Could you write out the opening lines of the data, word for word, stopping after the line that contains "[locate] cabinet drawer"?

──────────────────────────────

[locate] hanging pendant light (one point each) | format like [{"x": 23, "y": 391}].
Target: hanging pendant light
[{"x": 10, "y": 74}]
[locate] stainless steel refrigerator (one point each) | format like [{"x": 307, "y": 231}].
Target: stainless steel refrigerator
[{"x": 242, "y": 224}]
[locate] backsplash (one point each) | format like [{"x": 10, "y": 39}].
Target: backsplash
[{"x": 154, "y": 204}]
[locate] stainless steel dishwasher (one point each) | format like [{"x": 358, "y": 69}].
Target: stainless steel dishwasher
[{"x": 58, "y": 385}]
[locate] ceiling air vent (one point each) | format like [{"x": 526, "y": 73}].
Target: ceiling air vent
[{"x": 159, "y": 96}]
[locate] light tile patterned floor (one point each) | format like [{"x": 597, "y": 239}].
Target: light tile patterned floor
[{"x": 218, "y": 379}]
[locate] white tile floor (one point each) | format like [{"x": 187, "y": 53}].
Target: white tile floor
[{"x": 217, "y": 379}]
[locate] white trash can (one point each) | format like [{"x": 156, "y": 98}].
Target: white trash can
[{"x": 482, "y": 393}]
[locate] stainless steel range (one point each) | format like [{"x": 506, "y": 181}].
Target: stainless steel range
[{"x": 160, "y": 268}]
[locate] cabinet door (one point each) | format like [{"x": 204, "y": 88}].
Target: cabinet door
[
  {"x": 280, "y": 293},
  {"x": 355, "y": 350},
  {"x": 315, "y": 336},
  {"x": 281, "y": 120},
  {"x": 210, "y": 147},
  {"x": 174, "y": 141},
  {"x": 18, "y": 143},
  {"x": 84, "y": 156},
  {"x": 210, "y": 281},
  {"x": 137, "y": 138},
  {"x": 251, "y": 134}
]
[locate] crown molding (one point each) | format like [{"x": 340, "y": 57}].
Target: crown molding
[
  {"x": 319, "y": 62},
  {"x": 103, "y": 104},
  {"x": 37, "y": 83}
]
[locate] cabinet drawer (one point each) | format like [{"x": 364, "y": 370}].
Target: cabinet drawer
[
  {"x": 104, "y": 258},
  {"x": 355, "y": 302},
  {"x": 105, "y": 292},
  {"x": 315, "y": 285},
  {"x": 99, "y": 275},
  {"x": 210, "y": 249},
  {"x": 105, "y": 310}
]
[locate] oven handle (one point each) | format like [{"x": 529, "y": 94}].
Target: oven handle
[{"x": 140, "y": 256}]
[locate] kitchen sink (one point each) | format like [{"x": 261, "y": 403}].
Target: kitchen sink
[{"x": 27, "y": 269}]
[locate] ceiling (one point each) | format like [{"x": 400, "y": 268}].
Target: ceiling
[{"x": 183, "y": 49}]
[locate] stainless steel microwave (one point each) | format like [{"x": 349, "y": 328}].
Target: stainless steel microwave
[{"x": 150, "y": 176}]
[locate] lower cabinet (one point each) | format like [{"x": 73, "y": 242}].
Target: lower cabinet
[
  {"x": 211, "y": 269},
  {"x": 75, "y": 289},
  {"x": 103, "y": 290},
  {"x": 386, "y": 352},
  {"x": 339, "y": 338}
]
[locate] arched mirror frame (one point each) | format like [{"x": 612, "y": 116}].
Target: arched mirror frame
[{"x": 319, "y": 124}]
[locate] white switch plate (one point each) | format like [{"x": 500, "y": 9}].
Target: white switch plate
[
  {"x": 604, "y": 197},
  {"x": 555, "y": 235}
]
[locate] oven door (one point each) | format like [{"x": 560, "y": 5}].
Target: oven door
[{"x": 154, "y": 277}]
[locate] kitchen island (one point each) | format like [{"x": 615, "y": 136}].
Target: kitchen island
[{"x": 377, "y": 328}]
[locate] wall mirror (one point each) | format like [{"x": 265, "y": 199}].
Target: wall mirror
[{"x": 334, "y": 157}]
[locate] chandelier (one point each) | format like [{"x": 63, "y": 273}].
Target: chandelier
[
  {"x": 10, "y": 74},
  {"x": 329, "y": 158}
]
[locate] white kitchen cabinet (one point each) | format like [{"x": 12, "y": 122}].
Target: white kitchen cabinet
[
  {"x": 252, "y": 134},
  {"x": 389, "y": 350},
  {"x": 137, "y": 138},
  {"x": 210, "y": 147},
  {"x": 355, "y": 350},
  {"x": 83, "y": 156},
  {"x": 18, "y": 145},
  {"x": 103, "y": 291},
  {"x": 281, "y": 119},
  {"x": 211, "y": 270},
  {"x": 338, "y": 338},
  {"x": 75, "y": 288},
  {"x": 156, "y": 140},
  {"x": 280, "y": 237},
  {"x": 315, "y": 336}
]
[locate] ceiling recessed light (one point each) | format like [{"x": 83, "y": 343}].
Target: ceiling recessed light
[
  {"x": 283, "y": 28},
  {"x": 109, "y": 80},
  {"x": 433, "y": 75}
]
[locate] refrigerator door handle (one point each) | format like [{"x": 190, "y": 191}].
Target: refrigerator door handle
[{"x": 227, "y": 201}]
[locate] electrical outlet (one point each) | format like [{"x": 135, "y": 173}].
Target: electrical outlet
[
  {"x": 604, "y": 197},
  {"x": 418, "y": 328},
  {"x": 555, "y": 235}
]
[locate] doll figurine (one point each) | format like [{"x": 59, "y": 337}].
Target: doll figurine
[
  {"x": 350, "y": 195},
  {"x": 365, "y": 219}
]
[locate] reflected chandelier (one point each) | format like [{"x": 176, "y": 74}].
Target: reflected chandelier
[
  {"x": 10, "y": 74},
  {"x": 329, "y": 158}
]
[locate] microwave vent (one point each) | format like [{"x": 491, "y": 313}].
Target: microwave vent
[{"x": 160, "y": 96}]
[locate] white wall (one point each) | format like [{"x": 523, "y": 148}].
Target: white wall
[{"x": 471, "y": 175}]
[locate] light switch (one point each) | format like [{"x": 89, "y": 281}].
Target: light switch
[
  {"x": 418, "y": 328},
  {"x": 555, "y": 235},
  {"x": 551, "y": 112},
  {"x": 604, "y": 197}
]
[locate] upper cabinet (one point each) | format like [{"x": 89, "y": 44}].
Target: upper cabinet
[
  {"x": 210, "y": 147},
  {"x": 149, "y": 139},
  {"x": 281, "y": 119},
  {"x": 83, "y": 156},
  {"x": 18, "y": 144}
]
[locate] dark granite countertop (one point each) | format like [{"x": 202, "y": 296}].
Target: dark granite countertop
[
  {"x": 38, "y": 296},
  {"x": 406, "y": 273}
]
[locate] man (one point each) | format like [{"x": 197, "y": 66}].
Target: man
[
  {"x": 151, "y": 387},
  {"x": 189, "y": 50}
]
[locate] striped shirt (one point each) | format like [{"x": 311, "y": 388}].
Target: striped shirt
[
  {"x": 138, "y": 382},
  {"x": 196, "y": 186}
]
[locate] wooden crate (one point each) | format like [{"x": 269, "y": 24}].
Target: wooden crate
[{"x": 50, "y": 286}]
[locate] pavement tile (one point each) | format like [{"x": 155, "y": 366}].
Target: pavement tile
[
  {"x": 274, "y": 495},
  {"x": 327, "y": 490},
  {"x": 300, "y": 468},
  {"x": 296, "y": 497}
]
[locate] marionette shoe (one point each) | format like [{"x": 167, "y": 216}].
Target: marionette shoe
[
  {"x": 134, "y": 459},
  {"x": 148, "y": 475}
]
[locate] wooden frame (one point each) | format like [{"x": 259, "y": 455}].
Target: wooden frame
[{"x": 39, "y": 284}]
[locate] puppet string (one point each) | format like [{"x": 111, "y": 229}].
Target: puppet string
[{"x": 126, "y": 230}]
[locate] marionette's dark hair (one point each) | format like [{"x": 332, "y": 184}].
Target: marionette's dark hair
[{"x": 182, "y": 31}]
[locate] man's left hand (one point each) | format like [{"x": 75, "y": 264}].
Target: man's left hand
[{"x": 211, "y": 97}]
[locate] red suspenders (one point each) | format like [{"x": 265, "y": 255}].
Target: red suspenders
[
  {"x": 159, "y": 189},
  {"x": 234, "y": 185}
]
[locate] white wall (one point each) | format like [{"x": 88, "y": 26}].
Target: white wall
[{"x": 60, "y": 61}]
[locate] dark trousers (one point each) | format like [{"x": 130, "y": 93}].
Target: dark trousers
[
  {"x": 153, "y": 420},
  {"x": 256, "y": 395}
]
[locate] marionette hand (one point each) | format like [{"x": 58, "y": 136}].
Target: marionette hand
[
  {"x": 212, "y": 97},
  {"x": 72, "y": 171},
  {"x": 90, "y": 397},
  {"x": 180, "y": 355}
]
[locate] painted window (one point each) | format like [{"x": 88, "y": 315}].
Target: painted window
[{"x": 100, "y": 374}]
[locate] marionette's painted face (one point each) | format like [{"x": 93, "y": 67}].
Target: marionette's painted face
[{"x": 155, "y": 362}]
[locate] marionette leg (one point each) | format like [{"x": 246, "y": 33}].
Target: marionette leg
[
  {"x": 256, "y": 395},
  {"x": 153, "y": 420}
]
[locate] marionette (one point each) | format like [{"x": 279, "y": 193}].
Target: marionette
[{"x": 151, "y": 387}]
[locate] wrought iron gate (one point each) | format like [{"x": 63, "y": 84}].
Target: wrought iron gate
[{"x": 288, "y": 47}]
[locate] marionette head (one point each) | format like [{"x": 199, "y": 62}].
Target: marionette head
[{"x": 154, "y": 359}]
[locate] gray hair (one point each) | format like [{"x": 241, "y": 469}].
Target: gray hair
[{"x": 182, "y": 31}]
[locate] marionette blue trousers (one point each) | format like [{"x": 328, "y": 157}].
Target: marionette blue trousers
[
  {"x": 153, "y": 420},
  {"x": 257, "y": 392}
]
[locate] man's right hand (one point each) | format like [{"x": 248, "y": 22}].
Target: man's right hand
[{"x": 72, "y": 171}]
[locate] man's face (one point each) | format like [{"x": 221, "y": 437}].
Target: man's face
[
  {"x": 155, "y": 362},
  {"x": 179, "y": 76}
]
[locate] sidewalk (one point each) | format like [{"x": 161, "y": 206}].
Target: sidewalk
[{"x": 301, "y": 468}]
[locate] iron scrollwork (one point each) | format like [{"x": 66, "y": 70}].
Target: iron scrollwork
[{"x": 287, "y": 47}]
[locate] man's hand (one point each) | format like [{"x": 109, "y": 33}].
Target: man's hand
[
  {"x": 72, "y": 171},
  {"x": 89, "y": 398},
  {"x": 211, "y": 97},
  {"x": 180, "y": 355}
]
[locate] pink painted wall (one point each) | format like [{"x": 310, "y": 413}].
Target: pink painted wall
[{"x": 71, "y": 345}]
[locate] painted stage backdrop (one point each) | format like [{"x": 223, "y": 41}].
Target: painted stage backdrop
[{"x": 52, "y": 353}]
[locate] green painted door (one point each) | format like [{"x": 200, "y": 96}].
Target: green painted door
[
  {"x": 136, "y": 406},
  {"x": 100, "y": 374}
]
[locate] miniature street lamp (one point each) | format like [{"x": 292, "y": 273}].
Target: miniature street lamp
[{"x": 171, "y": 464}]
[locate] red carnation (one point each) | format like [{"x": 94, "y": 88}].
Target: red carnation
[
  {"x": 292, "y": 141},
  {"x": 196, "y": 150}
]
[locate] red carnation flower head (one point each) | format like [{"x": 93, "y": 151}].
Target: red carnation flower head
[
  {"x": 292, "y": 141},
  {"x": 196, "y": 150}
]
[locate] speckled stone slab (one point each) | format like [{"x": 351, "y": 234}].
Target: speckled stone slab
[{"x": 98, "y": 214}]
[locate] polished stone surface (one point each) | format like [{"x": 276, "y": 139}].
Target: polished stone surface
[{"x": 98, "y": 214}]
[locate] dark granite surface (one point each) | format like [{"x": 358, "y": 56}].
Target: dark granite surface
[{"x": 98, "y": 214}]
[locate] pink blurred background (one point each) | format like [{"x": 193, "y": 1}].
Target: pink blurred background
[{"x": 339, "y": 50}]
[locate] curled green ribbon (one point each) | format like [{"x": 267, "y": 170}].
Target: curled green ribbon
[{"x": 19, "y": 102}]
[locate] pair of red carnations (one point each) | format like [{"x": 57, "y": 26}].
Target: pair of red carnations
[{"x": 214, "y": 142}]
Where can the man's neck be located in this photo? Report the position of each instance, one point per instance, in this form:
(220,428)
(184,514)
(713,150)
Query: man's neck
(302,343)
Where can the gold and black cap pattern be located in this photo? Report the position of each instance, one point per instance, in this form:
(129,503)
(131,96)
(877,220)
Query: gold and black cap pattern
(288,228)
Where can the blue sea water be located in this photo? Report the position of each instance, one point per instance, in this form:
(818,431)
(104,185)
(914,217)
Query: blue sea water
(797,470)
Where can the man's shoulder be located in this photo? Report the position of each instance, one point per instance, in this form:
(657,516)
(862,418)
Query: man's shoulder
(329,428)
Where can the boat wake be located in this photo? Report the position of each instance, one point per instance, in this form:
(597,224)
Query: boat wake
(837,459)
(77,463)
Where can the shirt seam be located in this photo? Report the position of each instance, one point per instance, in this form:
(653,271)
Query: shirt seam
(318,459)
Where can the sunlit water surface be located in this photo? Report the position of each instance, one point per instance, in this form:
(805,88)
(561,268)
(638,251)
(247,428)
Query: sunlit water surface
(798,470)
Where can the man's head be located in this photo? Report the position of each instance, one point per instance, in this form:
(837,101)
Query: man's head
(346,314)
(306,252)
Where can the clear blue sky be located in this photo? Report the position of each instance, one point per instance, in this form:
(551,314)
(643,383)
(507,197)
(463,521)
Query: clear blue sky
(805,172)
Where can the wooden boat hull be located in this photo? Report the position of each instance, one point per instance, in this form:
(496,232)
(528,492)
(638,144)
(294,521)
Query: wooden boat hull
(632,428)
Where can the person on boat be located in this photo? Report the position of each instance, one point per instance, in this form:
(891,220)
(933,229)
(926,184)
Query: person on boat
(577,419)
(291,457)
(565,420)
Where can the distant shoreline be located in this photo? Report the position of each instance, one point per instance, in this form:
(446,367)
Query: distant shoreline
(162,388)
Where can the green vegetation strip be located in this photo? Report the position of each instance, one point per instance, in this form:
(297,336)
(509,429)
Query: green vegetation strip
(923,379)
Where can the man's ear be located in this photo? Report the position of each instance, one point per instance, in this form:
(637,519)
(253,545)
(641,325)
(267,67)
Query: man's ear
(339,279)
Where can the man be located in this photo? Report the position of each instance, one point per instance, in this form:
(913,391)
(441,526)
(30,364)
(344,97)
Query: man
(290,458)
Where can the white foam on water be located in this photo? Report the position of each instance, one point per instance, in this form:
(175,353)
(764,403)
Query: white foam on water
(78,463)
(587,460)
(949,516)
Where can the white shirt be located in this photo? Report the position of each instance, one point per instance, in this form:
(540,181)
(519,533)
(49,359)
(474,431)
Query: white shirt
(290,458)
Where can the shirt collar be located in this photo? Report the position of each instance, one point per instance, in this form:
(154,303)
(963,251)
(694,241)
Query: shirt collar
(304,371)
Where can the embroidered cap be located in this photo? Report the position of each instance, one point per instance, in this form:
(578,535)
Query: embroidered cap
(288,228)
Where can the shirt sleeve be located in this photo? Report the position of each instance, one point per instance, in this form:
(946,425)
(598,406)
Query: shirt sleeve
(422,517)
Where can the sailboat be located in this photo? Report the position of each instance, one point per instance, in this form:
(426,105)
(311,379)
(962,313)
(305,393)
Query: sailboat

──────────────────────────────

> Exercise output
[locate] hanging pendant light (one point each) | format like [{"x": 23, "y": 391}].
Target: hanging pendant light
[{"x": 10, "y": 74}]
[locate] stainless steel refrigerator (one point each) | format like [{"x": 307, "y": 231}].
Target: stainless steel refrigerator
[{"x": 242, "y": 224}]
[locate] backsplash (one point each) | format like [{"x": 10, "y": 39}].
Target: backsplash
[{"x": 154, "y": 204}]
[locate] stainless steel dishwasher (one point each) | format like [{"x": 358, "y": 69}].
Target: stainless steel dishwasher
[{"x": 58, "y": 385}]
[locate] ceiling air vent (one point each) | format like [{"x": 526, "y": 73}].
Target: ceiling air vent
[{"x": 159, "y": 96}]
[locate] light tile patterned floor (one point each) | format like [{"x": 597, "y": 239}].
Target: light tile patterned floor
[{"x": 218, "y": 379}]
[locate] white tile floor (one point each) | format like [{"x": 187, "y": 53}].
Target: white tile floor
[{"x": 217, "y": 379}]
[locate] white trash can (one point each) | format like [{"x": 156, "y": 98}].
Target: white trash can
[{"x": 482, "y": 393}]
[locate] stainless steel range (one point each) | format like [{"x": 506, "y": 181}].
Target: stainless steel range
[{"x": 160, "y": 268}]
[locate] cabinet door (one point each) | format like [{"x": 204, "y": 88}].
Target: cabinet door
[
  {"x": 280, "y": 293},
  {"x": 355, "y": 350},
  {"x": 315, "y": 336},
  {"x": 281, "y": 120},
  {"x": 210, "y": 147},
  {"x": 174, "y": 141},
  {"x": 18, "y": 143},
  {"x": 84, "y": 156},
  {"x": 210, "y": 281},
  {"x": 137, "y": 138},
  {"x": 251, "y": 134}
]
[locate] crown molding (one point each) | format like [{"x": 340, "y": 57}].
Target: crown molding
[
  {"x": 319, "y": 62},
  {"x": 103, "y": 104},
  {"x": 37, "y": 83}
]
[locate] cabinet drawer (one point each) | format like [{"x": 364, "y": 370}].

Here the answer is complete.